# Clarification of issues raised by lenders



## Gen360 (24 Mar 2017)

Another very interesting PDF document just appeared on the Central Bank website.

[broken link removed]


----------



## SirMille (24 Mar 2017)

> COMPENSATION: 12. Payment of Compensation In circumstances where impacted customers have suffered detriment, the payment of compensation is necessary to adequately make amends for lenders’ failures and to ensure that all detriment sustained by customers are remedied. The Central Bank acknowledges that lenders will not be in a position to make customer specific awards of compensation upfront as they will not know the specific circumstances of all impacted customers. Accordingly the Central Bank suggests that lenders divide impacted customers into cohorts depending upon the impacts of the lenders’ failures and award levels of compensation to customers based on the cohort that they fall into. For example, customers could fall into the following broad cohorts:
> (a) impacted customers that have *never been in arrears*;
> (b) impacted customers that are currently, or were previously, *in arrears*;
> (c) impacted customers that entered into, or are in the process of entering into, a *restructuring *arrangement regarding their mortgage accounts;
> ...


----------



## SirMille (24 Mar 2017)

"_Independent_"


----------



## justo (27 Mar 2017)

_(a) impacted customers that have *never been in arrears*; 
_
Great. I sacrificed all kinds of things and stressed about my finances for years in order to keep up with my payments. I never slipped into arrears but did have to take a mortgage 'holiday' for 4 months to keep debt away and catch up with payments. Of course I have to repay the missed payments for the duration of the remaining term. I have had countless charges on my account for late payments of direct debits that could not go out as I was over my overdraft. Why is the CB only recognising those in arrears as those who suffered any financial or other hardship?


----------



## Freshstart (27 Mar 2017)

Justo I couldn't be any more angered by this as well. Having made untold sacrifices to ensure the repayments were met. To have begged and borrowed and missed things that can't be compensated for and now feel like the banks haven't wronged us as much as others all because we managed for years to do nothing but pay our over inflated mortgage.


----------



## SirMille (27 Mar 2017)

We didn't have a second child because of it.


----------



## Freshstart (27 Mar 2017)

I didn't want to state it but regrettably we had to make that same decision Sirmillie.


----------

■ SET PROBLEM ■
Write out the part of the forum thread on lender compensation that begins with the words "Justo I couldn't" and ends with "because of it.".

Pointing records
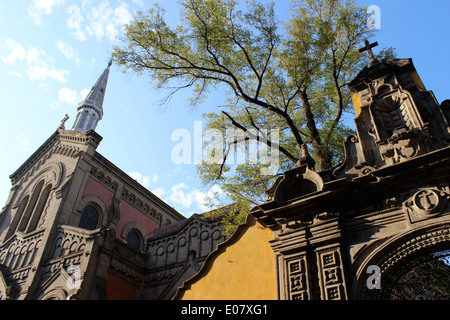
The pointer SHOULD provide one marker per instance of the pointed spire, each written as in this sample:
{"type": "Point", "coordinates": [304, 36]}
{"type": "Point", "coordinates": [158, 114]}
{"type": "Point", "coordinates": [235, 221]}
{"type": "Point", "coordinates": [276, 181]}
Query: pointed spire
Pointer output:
{"type": "Point", "coordinates": [90, 110]}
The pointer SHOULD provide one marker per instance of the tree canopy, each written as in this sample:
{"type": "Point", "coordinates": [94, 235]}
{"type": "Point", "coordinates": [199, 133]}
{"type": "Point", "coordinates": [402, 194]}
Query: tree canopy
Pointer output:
{"type": "Point", "coordinates": [287, 77]}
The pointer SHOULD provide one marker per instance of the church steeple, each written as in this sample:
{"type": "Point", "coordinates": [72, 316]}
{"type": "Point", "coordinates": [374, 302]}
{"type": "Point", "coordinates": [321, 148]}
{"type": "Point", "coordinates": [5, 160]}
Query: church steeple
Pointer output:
{"type": "Point", "coordinates": [90, 110]}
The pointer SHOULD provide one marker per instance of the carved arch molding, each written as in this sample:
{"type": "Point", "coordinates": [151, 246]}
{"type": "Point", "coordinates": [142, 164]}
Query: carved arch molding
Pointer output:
{"type": "Point", "coordinates": [394, 254]}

■ THE OUTPUT ■
Justo I couldn't be any more angered by this as well. Having made untold sacrifices to ensure the repayments were met. To have begged and borrowed and missed things that can't be compensated for and now feel like the banks haven't wronged us as much as others all because we managed for years to do nothing but pay our over inflated mortgage.


----------



## SirMille (27 Mar 2017)

We didn't have a second child because of it.